* Set of tasks:
**A)** List each actor the review names in the production of Boys Go to Jupiter, along with the character the review assigns to that actor.
**B)** Transcribe the review verbatim, starting at "You can probably" and ending at "highly of evolution.".

───── Text

Word for Word's provocative staging of Danielle Evans’ short story delves into one of the era's obsessive questions

Many years ago, I wrote a play review that didn’t sit well with the director. She’d deviated from the racially charged text (which wasn’t that great to begin with) by having a PoC actor as the villain who stalks and terrorizes a white woman as rap music plays. Oh, and he was made to resemble Trayvon Martin.

After writing how blatantly racist this was, the director contacted me directly. She then spent the next day-and-a-half—long after I’d stopped replying—sending me e-mails that 1) tried to explain her intent (which means nothing compared to what actually landed on stage), 2) tried defend the casting and rap music in a way that more or less had her defending blackface, and 3) tried to explain racism in general to my Black ass.

This woman was a local theatre “luminary” who made pro-BLM posts on social media after George Floyd’s murder. I remember laughing at that, reminiscing how I have an archived e-mail thread of this woman whitesplaining her racist artistic choices to me.

You can probably guess why this came to mind the opening night of Boys Go to Jupiter (through July 31 at Z Space). The “play”—actually a staging of Danielle Evans’ short story, complete with narrative prose—centers on a young white woman who, after being called out for her racial insensitivity, decides to dig in her heels rather than evolve from the experience. Then again, the characters are from the South, whose privileged population overall doesn’t think highly of evolution.

The young white woman in question is collegiate Claire (FaultLine Theater’s Ciera Eis as the only cast member to play only one character). Despite being a pretty smart gal, she falls for pickup-drivin’ good ol’ boy Jackson (Brennan Pickman-Thoon), whom she placates by letting him take a photo of her wearing a Confederate flag two-piece and holding a Bud Light tall can.

Aidaa Peerzada and Ciera Eis in ‘Boys Go to Jupiter’ Photo by Cabure Bonugli / Shot in the City

He posts it on Facebook, where her Black dorm-mate Carmen (Aidaa Peerzada)—with whom Claire has barely shared 10 words—sees the photo and comments on it. Suffice it to say, shit hits the fan and Claire suddenly finds herself ostracized before she takes advice from Campus Libertarians prez Robert (Evan Held) and is all but disowned by her father (Joel Mullennix) and step-mother (Courtney Walsh).

──────────
───── Extracted data

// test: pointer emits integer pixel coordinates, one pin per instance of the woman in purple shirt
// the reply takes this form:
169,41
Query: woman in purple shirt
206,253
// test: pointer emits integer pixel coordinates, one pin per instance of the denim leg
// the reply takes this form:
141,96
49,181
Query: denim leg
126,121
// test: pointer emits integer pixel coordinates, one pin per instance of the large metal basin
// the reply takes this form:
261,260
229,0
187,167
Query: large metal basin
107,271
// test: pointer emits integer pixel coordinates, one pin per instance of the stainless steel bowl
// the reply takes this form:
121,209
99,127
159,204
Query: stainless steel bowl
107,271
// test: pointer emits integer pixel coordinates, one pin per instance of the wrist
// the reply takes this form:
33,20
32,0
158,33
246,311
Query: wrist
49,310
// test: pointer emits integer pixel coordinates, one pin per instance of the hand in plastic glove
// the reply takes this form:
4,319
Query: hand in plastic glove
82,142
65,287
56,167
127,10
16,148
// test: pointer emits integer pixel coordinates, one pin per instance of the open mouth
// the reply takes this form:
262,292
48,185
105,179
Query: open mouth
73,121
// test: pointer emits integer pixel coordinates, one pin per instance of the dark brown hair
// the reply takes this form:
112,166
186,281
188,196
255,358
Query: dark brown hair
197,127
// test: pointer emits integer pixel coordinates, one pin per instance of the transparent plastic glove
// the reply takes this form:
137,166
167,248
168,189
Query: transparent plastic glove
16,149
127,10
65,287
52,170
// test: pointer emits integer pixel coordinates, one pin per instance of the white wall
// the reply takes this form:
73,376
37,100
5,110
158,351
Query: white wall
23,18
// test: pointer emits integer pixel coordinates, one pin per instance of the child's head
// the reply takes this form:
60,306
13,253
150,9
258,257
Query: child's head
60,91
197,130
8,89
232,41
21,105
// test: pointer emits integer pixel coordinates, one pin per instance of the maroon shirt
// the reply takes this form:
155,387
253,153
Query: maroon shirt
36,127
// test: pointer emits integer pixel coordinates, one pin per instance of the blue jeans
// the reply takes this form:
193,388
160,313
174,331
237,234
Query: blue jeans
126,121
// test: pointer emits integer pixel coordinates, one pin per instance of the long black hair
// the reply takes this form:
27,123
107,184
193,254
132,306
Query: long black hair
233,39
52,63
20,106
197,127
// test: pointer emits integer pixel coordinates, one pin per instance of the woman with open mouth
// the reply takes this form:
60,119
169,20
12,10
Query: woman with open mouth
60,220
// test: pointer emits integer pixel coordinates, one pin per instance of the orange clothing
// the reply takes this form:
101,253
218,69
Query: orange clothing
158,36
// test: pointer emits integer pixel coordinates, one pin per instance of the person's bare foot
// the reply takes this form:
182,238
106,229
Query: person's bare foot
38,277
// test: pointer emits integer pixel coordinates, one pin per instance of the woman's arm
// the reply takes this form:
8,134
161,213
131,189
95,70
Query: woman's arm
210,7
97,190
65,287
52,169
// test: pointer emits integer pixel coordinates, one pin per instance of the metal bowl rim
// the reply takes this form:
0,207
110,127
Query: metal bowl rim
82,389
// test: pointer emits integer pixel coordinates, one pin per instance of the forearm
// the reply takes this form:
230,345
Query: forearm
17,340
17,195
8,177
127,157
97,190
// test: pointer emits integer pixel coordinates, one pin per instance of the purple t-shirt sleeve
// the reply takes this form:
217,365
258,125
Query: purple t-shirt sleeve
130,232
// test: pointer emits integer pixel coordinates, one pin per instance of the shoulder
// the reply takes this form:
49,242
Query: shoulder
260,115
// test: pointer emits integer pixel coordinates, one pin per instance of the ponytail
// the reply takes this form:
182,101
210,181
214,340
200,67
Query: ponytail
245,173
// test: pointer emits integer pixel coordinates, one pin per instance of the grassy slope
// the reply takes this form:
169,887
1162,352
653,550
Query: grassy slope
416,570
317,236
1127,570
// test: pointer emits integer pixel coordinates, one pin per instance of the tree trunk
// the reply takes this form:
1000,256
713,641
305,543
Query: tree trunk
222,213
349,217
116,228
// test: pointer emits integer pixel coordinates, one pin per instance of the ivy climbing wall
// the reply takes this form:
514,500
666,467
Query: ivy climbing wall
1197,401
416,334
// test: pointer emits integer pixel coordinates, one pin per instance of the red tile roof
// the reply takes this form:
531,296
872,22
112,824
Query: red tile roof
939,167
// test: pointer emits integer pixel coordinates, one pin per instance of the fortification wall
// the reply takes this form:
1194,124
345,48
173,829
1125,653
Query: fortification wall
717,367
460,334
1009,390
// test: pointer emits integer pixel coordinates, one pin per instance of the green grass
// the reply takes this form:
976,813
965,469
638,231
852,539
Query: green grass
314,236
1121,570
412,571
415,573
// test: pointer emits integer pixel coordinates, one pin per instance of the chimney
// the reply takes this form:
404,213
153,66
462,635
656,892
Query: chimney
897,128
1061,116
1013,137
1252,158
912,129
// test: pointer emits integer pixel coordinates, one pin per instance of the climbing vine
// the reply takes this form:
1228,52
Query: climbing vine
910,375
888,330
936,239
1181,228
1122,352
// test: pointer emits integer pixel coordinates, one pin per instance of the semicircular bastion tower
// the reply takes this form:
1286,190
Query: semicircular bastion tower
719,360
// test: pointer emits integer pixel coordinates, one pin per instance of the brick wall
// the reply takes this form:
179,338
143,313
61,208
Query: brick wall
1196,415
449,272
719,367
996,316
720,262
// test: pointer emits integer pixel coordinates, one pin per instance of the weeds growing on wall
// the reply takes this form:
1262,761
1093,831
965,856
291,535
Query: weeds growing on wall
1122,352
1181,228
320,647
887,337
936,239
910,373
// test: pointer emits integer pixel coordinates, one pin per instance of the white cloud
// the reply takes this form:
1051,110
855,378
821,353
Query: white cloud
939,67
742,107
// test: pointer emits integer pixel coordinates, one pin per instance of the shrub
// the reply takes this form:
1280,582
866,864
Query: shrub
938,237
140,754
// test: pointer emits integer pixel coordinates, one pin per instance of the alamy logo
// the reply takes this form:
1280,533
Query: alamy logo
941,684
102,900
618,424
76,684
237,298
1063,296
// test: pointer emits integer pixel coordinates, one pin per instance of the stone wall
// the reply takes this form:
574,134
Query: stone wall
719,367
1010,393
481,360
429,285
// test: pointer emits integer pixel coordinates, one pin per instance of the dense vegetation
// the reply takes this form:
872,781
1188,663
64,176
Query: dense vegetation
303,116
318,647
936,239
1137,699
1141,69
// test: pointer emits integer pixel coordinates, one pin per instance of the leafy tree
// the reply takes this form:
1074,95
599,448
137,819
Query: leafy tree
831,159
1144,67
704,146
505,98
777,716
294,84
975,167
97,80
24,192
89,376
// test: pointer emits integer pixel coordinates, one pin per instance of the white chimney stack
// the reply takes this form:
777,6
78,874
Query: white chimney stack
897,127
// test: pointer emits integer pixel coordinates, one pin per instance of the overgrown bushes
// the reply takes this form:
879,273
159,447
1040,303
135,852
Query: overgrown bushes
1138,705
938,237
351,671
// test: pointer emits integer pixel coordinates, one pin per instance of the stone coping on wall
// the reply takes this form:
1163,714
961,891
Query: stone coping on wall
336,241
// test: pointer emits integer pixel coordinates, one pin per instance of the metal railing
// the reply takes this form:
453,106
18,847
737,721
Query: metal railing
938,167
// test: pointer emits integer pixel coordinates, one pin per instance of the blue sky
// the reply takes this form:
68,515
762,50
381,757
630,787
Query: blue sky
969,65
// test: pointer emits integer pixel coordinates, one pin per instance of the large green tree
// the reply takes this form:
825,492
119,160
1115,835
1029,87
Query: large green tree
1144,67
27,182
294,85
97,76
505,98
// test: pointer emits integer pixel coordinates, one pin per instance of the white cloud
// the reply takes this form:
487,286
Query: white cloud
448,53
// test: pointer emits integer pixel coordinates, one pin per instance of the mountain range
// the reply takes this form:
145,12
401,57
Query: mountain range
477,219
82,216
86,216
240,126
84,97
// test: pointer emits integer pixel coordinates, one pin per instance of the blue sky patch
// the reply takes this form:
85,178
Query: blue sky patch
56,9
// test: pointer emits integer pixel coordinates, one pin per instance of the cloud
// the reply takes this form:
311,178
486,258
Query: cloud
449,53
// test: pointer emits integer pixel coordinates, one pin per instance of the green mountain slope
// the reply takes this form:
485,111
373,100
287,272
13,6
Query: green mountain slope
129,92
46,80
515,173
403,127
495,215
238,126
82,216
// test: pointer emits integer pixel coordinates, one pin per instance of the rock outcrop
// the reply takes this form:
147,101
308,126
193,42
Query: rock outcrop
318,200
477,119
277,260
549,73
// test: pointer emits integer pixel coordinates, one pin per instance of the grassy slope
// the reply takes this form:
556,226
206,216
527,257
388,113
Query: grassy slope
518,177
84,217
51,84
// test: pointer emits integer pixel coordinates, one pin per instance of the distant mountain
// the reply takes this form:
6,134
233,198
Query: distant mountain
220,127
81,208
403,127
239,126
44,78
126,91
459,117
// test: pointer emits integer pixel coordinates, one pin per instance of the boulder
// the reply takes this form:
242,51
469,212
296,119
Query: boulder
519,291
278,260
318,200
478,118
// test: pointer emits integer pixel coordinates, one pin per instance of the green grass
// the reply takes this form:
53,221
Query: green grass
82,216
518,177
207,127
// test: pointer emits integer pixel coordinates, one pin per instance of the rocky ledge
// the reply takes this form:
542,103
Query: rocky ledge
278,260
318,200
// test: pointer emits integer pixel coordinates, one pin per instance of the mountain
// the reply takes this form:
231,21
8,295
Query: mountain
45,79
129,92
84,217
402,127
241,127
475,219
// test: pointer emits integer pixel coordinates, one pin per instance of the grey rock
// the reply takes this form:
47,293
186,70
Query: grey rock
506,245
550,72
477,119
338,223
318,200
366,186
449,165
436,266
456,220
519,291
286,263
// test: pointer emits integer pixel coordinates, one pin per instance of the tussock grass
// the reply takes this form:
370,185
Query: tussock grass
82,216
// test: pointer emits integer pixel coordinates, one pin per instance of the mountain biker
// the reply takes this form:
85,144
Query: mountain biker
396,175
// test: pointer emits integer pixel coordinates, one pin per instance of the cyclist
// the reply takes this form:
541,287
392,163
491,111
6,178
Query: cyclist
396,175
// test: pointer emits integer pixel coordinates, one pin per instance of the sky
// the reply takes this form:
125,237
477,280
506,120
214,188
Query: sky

──────────

* Outputs for the tasks:
**A)**
- Ciera Eis: Claire
- Brennan Pickman-Thoon: Jackson
- Aidaa Peerzada: Carmen
- Evan Held: Robert
- Joel Mullennix: Claire's father
- Courtney Walsh: Claire's step-mother

**B)**
You can probably guess why this came to mind the opening night of Boys Go to Jupiter (through July 31 at Z Space). The “play”—actually a staging of Danielle Evans’ short story, complete with narrative prose—centers on a young white woman who, after being called out for her racial insensitivity, decides to dig in her heels rather than evolve from the experience. Then again, the characters are from the South, whose privileged population overall doesn’t think highly of evolution.